Statements of Philosophy
Statements of philosophy may be adopted by the Board of Directors to address a general issue or topic of significance to intake workers statewide. Such a statement should not be in response to a specific legislative proposal but rather a broad philosophical framework, within which legislative positions are formed.
A Statement of Philosophy should not be subject to change without substantial consideration. Adoption of a Statement of Philosophy requires an affirmative vote of no less than two-thirds of all members of the existing Board of Directors. A motion to revise or rescind a Statement of Philosophy shall not be successful unless supported by an affirmative vote of no less than two-thirds of all members of the existing Board of Directors.
AGE OF ADULT COURT JURISDICTION
It is the Position of the Wisconsin Juvenile Court Intake Association that offenders are best served and the interests of the community are best addressed when the presumptive age for circuit court jurisdiction is 18 years. Therefore, we are recommending that the presumptive age be increased from age 17 to age 18. For those juveniles under 18, waiver of jurisdiction to adult court should be considered on an individual basis by the juvenile court judges.
It is imperative that a change in juvenile court jurisdiction be accompanied by an adequate increase in funding so that counties will be able to absorb the financial responsibility for 17-year-olds while at the same time maintaining at least the current level of services to all populations.
Beginning on January 1, 1996, all Wisconsin youth at age 17 became subject to adult court jurisdiction. The legislative act that removed 17-year-olds from the juvenile system was precipitated by a report of the Juvenile Justice Study Committee. The Committee articulated several reasons for this change. The act was designed to promote accountability of 17-year-olds for their criminal conduct, to promote consistency in the age of adult court jurisdiction with the states of Illinois and Michigan, and to redirect resources from 17-year-olds to younger offenders.
The legislature responded to predictions that there would be an increase in the violent behavior of older juveniles. A plague of “super predators” was anticipated. Popular and professional journals predicted chronic and violent offenders becoming commonplace. There were expectations that adult jurisdiction would bring swift and severe consequences to these 17-year-old offenders. There was also a belief that these 17-year-olds would have the capacity to be effectively deterred from crime by the specter of criminal sanctions. In addition, there was a hope that by removing the financial burden of this class, that there would be substantially increased financial resources to serve the younger population.

**Provided data**:

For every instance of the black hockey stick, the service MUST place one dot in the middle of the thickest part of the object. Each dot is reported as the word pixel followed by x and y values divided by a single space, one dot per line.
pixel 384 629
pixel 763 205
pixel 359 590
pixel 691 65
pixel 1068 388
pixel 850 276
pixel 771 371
==
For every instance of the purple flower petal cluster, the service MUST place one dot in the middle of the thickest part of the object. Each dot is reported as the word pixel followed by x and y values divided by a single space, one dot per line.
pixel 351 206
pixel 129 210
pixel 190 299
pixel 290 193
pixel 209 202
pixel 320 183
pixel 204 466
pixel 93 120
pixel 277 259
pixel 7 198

**Set exercise**: Rewrite the text on adult court jurisdiction starting at "Beginning on January" and ending at "to younger offenders.", swapping "accountability" for "responsibility".

**Solution to this problem**:
Beginning on January 1, 1996, all Wisconsin youth at age 17 became subject to adult court jurisdiction. The legislative act that removed 17-year-olds from the juvenile system was precipitated by a report of the Juvenile Justice Study Committee. The Committee articulated several reasons for this change. The act was designed to promote responsibility of 17-year-olds for their criminal conduct, to promote consistency in the age of adult court jurisdiction with the states of Illinois and Michigan, and to redirect resources from 17-year-olds to younger offenders.